• _What you will do_
Show each line of the records below where the word "picture" occurs.

• _Extracted data_
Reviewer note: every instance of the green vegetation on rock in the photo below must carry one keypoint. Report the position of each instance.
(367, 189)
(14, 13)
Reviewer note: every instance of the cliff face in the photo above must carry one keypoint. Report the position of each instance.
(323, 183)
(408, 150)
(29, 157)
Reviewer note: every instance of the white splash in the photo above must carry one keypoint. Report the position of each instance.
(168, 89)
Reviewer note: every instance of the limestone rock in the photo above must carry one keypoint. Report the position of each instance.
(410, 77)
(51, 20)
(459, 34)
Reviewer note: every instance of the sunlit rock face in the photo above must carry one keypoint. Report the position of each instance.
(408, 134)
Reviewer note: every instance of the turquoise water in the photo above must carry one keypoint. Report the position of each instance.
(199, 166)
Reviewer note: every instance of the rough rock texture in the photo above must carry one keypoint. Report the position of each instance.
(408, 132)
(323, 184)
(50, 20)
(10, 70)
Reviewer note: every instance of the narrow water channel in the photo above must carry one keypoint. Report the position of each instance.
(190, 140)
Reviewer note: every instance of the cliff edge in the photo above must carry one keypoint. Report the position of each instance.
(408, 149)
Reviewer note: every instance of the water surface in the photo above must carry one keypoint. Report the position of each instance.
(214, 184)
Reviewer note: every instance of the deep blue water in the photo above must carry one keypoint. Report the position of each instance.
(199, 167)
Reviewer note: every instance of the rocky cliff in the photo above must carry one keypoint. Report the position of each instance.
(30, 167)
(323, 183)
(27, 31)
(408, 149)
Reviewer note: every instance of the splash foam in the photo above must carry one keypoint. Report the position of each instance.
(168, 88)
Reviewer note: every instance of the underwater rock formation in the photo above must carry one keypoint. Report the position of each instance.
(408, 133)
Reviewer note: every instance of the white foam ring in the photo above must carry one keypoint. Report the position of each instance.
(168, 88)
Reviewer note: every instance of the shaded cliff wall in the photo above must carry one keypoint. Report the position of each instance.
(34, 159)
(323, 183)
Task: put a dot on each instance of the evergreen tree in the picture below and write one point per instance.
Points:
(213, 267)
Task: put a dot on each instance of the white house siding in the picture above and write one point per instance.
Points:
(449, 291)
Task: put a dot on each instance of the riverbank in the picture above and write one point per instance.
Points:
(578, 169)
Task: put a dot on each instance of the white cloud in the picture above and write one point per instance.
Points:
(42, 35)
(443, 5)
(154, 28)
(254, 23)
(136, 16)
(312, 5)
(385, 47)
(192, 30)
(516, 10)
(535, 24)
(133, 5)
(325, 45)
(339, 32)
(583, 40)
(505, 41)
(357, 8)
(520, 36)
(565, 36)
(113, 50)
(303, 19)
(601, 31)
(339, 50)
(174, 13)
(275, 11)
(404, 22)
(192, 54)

• _Exercise result_
Task: put a dot on each instance of the evergreen tree in the picture below and write one point per instance.
Task: put a dot on each instance of the white house siding in the picture above and write one point per instance.
Task: put a dot on each instance of the riverbank in the picture above and write one point per instance.
Task: put a dot on each instance of the white cloud in the picture above and write one point per instance.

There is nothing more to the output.